## Aim of the task
Nothing in the records may be left out or reworded; return them exactly.

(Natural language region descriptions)
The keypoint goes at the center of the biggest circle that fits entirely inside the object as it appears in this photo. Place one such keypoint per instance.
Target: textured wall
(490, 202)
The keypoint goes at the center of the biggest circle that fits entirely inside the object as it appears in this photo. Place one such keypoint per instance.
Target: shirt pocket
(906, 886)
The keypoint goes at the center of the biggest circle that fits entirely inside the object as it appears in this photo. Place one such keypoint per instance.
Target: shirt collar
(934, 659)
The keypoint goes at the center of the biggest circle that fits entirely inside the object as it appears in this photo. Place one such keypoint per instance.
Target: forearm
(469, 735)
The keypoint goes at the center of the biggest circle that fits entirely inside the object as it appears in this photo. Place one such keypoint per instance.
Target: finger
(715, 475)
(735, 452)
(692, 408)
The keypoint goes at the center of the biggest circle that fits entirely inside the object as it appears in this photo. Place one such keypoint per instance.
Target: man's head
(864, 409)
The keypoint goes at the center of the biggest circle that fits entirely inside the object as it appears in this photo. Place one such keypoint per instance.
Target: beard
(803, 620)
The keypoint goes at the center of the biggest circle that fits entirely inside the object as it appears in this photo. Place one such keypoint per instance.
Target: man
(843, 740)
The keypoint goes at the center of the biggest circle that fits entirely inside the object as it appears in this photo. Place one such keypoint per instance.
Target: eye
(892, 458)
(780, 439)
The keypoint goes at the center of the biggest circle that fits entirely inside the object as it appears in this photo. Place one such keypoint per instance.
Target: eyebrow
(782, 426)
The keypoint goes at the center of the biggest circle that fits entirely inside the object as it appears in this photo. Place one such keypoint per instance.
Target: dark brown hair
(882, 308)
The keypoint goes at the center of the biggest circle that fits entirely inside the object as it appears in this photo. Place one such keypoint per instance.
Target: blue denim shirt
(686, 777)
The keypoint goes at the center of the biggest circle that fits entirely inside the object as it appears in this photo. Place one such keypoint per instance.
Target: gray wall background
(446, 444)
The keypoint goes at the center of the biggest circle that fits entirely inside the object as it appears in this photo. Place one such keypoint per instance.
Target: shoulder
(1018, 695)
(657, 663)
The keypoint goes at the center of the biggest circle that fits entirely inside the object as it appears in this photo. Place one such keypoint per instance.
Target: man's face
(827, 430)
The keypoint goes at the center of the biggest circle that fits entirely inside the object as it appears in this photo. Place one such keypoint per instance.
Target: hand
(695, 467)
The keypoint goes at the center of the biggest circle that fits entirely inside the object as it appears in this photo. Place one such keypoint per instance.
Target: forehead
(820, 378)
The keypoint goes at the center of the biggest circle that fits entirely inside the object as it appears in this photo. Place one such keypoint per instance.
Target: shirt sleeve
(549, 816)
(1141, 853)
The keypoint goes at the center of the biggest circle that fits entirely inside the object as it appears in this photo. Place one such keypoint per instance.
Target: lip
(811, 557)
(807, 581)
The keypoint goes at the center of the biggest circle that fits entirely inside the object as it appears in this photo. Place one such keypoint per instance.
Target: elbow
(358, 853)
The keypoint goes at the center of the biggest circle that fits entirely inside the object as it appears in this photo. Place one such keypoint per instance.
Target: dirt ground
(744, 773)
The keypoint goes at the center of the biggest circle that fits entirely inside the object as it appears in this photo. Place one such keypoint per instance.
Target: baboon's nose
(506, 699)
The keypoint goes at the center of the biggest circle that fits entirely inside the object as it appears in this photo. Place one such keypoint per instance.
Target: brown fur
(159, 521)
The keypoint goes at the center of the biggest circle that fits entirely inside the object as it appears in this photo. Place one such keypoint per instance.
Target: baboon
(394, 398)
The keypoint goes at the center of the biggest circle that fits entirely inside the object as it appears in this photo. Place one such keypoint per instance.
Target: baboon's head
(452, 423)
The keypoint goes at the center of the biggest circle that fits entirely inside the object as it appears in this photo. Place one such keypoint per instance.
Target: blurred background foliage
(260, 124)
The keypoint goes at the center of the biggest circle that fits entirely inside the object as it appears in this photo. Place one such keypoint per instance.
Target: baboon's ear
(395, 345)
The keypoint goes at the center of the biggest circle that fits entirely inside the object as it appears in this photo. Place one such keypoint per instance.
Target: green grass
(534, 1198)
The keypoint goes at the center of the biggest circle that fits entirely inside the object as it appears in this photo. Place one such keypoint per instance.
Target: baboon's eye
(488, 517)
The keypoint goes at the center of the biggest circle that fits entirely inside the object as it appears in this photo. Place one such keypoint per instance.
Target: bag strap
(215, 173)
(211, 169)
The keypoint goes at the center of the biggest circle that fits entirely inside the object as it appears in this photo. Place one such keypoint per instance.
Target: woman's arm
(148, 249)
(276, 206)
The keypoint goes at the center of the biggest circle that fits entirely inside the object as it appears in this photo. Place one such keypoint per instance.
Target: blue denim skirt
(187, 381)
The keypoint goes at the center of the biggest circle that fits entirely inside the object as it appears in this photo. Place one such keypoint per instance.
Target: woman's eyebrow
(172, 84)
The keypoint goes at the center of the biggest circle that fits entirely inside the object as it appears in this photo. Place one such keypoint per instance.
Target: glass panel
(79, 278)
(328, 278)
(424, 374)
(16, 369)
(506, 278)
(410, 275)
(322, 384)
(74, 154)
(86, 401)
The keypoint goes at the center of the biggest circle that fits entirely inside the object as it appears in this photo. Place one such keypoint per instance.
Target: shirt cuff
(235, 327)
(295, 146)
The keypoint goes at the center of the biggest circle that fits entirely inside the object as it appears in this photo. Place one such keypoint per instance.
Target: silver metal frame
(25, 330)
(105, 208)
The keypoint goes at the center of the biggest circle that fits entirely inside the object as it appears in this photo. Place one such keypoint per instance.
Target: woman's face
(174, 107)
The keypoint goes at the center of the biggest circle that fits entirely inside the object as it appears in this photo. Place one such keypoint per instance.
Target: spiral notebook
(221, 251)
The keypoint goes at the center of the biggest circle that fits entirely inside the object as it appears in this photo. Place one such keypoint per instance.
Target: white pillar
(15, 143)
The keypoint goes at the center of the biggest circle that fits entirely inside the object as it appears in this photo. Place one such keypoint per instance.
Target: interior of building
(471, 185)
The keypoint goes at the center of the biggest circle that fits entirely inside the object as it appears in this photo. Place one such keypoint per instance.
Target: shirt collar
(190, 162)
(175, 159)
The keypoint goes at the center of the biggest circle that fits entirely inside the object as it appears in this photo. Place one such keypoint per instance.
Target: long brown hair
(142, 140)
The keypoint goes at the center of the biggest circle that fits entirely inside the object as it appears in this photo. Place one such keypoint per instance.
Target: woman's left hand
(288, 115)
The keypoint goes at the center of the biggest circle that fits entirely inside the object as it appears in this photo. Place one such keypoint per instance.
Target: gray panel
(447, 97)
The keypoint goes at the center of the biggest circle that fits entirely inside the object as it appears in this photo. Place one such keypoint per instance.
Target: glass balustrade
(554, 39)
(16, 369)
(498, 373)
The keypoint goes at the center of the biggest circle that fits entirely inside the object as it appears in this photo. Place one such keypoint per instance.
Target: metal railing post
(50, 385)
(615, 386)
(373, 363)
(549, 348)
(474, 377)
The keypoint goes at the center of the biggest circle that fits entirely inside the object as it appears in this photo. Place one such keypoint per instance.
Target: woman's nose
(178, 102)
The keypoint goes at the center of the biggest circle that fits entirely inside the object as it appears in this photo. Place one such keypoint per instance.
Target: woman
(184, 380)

## Result
The keypoint goes at the center of the biggest circle that fits entirely inside the object as it appears in this photo. Place one such keypoint per instance.
Target: textured wall
(490, 202)
The keypoint goes at the center of the biggest circle that fits entirely inside the object as it appears in this photo. Place one such keypoint per instance.
Target: shirt pocket
(906, 886)
The keypoint goes at the center of the biggest circle that fits entirely inside the object as it appears in this photo. Place one such keypoint per instance.
Target: shirt collar
(934, 659)
The keypoint goes at the center of the biggest circle that fits entirely inside the object as it appears in this photo. Place one such keypoint per instance.
Target: forearm
(469, 735)
The keypoint goes at the center of the biggest circle that fits entirely inside the object as it appears in this photo. Place one such keypoint per instance.
Target: finger
(715, 475)
(735, 452)
(692, 408)
The keypoint goes at the center of the biggest circle that fits entirely inside the object as it appears in this photo. Place one such keypoint per instance.
Target: man's head
(864, 409)
The keypoint goes at the center of the biggest circle that fits entirely inside the object as it appears in this photo. Place one such keypoint per instance.
Target: beard
(803, 620)
The keypoint goes at the center of the biggest circle that fits entirely inside the object as it appears in this photo. Place one such keypoint per instance.
Target: man
(843, 740)
The keypoint goes at the center of the biggest circle that fits entirely inside the object as it appears in this photo. Place one such keypoint per instance.
Target: eye
(892, 458)
(780, 439)
The keypoint goes at the center of the biggest circle that fits entirely inside the object as it appears in this photo. Place one such keypoint per instance.
Target: eyebrow
(782, 426)
The keypoint goes at the center of the biggest circle that fits entirely inside the object as it appears in this photo. Place one such keypoint per instance.
Target: dark brown hair
(882, 308)
The keypoint goes at the center of the biggest circle that fits entirely inside the object as it appears in this photo. Place one such keypoint per instance.
Target: blue denim shirt
(686, 777)
The keypoint goes at the center of the biggest circle that fits entirely inside the object as it appears in this photo. Place one such keypoint per instance.
Target: gray wall background
(446, 444)
The keypoint goes at the center of the biggest circle that fits entirely inside the object as it appears in this photo. Place one such keypoint per instance.
Target: shoulder
(1018, 695)
(657, 663)
The keypoint goes at the center of the biggest circle that fits entirely inside the object as it appears in this photo. Place one such keypoint per instance.
Target: man's face
(827, 430)
The keypoint goes at the center of the biggest circle that fits entirely inside the object as it appears in this photo. Place one such keypoint per instance.
Target: hand
(695, 467)
The keypoint goes at the center of the biggest circle that fits entirely inside the object as it appears in this photo. Place one such keypoint per instance.
Target: forehead
(820, 378)
The keypoint goes at the center of the biggest circle that fits entirely inside the object as it appears in this photo. Place one such keypoint per instance.
Target: shirt sleeve
(549, 816)
(1141, 853)
The keypoint goes at the center of the biggest circle that fits entirely inside the object as it appears in this photo. Place one such keypoint per instance.
Target: lip
(811, 557)
(807, 581)
The keypoint goes at the center of the biggest circle that fits entirely inside the object as it appears in this photo. Place one such keypoint per instance.
Target: elbow
(358, 853)
The keypoint goes at the center of the biggest circle that fits entirely inside the object as it appears in this photo. Place one such keypoint per instance.
Target: dirt ground
(744, 773)
The keypoint goes at the center of the biggest circle that fits entirely inside the object as it appears in this photo. Place one such keypoint per instance.
Target: baboon's nose
(506, 699)
The keypoint goes at the center of the biggest circle that fits entirely inside the object as it appears in this photo. Place one such keypoint per instance.
Target: brown fur
(159, 521)
The keypoint goes at the center of the biggest circle that fits entirely inside the object as it appears in this photo. Place one such keypoint per instance.
Target: baboon
(394, 398)
The keypoint goes at the center of the biggest circle that fits entirely inside the object as it appears in this photo. Place one such keypoint per instance.
Target: baboon's head
(452, 423)
The keypoint goes at the center of the biggest circle that fits entirely inside the object as it appears in this photo. Place one such keypoint per instance.
Target: blurred background foliage
(260, 124)
The keypoint goes at the center of the biggest circle that fits entirely inside the object as it appears in this photo. Place one such keypoint per instance.
Target: baboon's ear
(395, 345)
The keypoint goes at the center of the biggest circle that fits entirely inside the object as it appears in this photo. Place one such keypoint per instance.
Target: green grass
(534, 1198)
The keypoint goes at the center of the biggest circle that fits entirely inside the object as it appears in this photo. Place one such keypoint per instance.
Target: baboon's eye
(488, 517)
The keypoint goes at the center of the biggest circle that fits entirely inside the object as it appears in this photo. Place one such keypoint per instance.
Target: bag strap
(215, 173)
(211, 169)
The keypoint goes at the center of the biggest circle that fits entirely inside the object as it appears in this photo. Place one such keypoint per instance.
Target: woman's arm
(148, 249)
(276, 206)
The keypoint goes at the center of the biggest circle that fits entirely inside the object as it appears in this photo. Place one such keypoint per instance.
Target: blue denim skirt
(187, 381)
The keypoint goes at the center of the biggest circle that fits entirely inside the object as it appears in this photo. Place one such keypoint per instance.
Target: woman's eyebrow
(172, 84)
The keypoint goes at the center of the biggest circle that fits entirely inside the object as it appears in this photo. Place one such keypoint per instance.
Target: glass panel
(79, 278)
(328, 278)
(424, 374)
(16, 369)
(506, 278)
(410, 275)
(322, 384)
(74, 154)
(86, 401)
The keypoint goes at the center of the biggest circle that fits entirely inside the object as it appears in this photo. Place one such keypoint per instance.
Target: shirt cuff
(235, 327)
(295, 146)
The keypoint goes at the center of the biggest circle that fits entirely inside the object as it appears in this photo. Place one such keypoint per instance.
Target: silver metal frame
(25, 330)
(105, 208)
The keypoint goes at the center of the biggest circle that fits entirely inside the object as it appears in this photo. Place one such keypoint per instance.
Target: woman's face
(174, 107)
The keypoint goes at the center of the biggest circle that fits entirely inside the object as it appears in this photo. Place one such keypoint per instance.
Target: spiral notebook
(221, 251)
The keypoint goes at the center of the biggest circle that fits entirely inside the object as it appears in this photo. Place one such keypoint per instance.
Target: white pillar
(15, 143)
The keypoint goes at the center of the biggest circle that fits entirely inside the object as it appears in this photo. Place one such keypoint per instance.
Target: interior of building
(471, 185)
The keypoint goes at the center of the biggest circle that fits entirely inside the object as it appears in this photo. Place one such keypoint per instance.
Target: shirt collar
(190, 162)
(175, 159)
The keypoint goes at the center of the biggest circle that fits entirely inside the object as it appears in this photo. Place one such keypoint per instance.
Target: long brown hair
(142, 140)
The keypoint goes at the center of the biggest circle that fits entirely inside the object as it appears in this photo. Place one such keypoint per instance.
Target: woman's left hand
(288, 115)
The keypoint goes at the center of the biggest circle that fits entirely inside the object as it appears in this photo. Place one such keypoint per instance.
Target: gray panel
(447, 97)
The keypoint goes at the center of the biggest circle that fits entirely inside the object as it appears in this photo. Place one such keypoint per instance.
Target: glass balustrade
(554, 39)
(16, 369)
(498, 373)
The keypoint goes at the center of the biggest circle that fits entirely inside the object as it appears in this photo. Place one such keypoint per instance.
Target: metal railing post
(50, 385)
(615, 386)
(373, 363)
(549, 348)
(474, 377)
The keypoint goes at the center of the biggest circle that fits entirely inside the object as it appears in this photo. Place one such keypoint per instance.
Target: woman's nose
(178, 102)
The keypoint goes at the center of the biggest circle that fits entirely inside the object as it appears in this photo. Place one such keypoint per instance.
Target: woman
(184, 380)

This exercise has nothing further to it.